**Given text**:

PRAYER (To’hajilee Baptist Mission in Laguna, Pastor Jerry Johns)
Because of where we sit in the history of God’s grace and our understanding of the Gospel, we often focus nearly exclusively on the younger son and the father’s response of love and grace to him. Not that that’s a bad thing. We love it because we see our own salvation reflected in it, as I shared last week.
As the late Timothy Keller put it:
“Now, almost always when people think of this story, it’s all about Act 1. The younger son. His coming home. The father’s acceptance. And as a result, almost everyone thinks of this story in the most sentimental terms. We imagine the original listeners hearing this marvelous story of forgiveness, and their eyes welling up with tears. But if you look at the context; If you look at the people Jesus was speaking to; if you look at Jesus’s purposes in telling this parable, you’ll realize that the original listeners were not wiping away tears from their eyes. They were thunderstruck.” (The Prodigal God - The Elder Son, video)
As we have done so in each message of the series, we must remember the context of this parable: who Jesus was primarily speaking to in this moment. It was the scribes and the Pharisees, the religious elite of the day. And it was because of their response to the lost coming to Jesus:
Luke 15:1–2 CSB
1 All the tax collectors and sinners were approaching to listen to him. 2 And the Pharisees and scribes were complaining, “This man welcomes sinners and eats with them.”
For the scribes and Pharisees hearing this parable, as they listened to the tale of the younger son’s descent into destitution, they would have been approving of it. He had dishonored his father. He had lived unwisely. He had thrown off both restraint and wisdom. He had made his bed, so he could lie in it. He deserved what he got.

**Written task 1**:
Summarize the sermon excerpt on the prodigal son in two sentences.
**Written task 2**:
In the sermon excerpt on the prodigal son, rewrite the stretch from "Because of where" through "shared last week.", swapping "younger son" for "prodigal son".
**Written task 3**:
Pick up the sermon excerpt on the prodigal son after its final sentence and write what comes next.

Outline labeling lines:

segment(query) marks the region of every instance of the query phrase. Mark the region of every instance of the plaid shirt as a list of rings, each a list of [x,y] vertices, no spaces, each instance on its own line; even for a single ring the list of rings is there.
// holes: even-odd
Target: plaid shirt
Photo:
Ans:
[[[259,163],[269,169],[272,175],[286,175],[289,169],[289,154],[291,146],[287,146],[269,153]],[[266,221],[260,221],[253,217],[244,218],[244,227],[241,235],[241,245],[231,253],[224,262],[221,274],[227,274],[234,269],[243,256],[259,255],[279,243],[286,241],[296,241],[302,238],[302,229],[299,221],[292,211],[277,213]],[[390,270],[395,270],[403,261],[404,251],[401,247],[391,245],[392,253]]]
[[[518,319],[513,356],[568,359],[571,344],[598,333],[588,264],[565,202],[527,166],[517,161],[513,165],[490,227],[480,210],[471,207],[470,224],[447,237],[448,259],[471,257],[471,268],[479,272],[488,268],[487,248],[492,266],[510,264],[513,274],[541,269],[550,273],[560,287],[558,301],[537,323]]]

**Right answer 1**:
The sermon excerpt says that we often focus almost entirely on the younger son and the father's response of love and grace, while Timothy Keller noted that the parable's original listeners were not moved to tears but thunderstruck. It stresses that Jesus was speaking mainly to the scribes and Pharisees, who complained that he welcomed sinners, and that they would have approved of the younger son's descent into destitution as deserved.

**Right answer 2**:
Because of where we sit in the history of God’s grace and our understanding of the Gospel, we often focus nearly exclusively on the prodigal son and the father’s response of love and grace to him. Not that that’s a bad thing. We love it because we see our own salvation reflected in it, as I shared last week.

**Right answer 3**:
But when Jesus turned the corner in the parable and they found the younger son repenting and being welcomed back into the family through the gracious, loving arms of his father… that would have been scandalous to them. It would have been shocking and offensive. They would not have been at all happy with this outcome, much less moved to tears of joy.
But that’s where Jesus leaves the younger son—in the house at a celebration with his father. No longer lost. No longer estranged. Redeemed into the family he had left for dead.
But in verse 11, Jesus said that the man had TWO sons. In verse 25, the focus shifts to the relationship between the older son and his father.
Luke 15:25 CSB
25 “Now his older son was in the field; as he came near the house, he heard music and dancing.
The older son had never left. When his father had divided up the inheritance, he gave the younger son his third of the estate, and everything that remained and any profits or increase that would happen from the point of the division forward would belong to the older son. So the older son was out in the field working when the younger son came home, which is exactly where we would expect the dutiful heir to be. But it turns out that he was just as lost as his brother was.
You see, he was all about doing the “right things,” but as we will see, he did them for the wrong reasons, and so he was just as estranged from his father as his younger brother was. Similarly, it’s possible to do all the “right” things for all the wrong reasons, and still be far from God. But in this part of the parable, we still see God’s heart for sinners: even for those sinners who don’t think they are sinners.

1) The son’s self-focused fury

One thing that we need to grasp before we get to the son’s response is that the party that the father was throwing was no small thing. Killing the fattened calf was a big deal, because it was a costly move, especially in a culture that ate meat only rarely. And doing so would have been cause for communal celebration: more than the household was invited to this feast. Likely, the whole town was.
So when the older son returns from his work in the field and sees and hears the commotion, he is confused, and rightly so. He hadn’t heard about a party. What was going on at his house? The thing that’s interesting is that there’s a clue to the state of his relationship with his father in verse 26:
Luke 15:26–28a (CSB)
26 So he summoned one of the servants, questioning what these things meant. 27 ‘Your brother is here,’ he told him, ‘and your father has slaughtered the fattened calf because he has him back safe and sound.’ 28a “Then he became angry and didn’t want to go in.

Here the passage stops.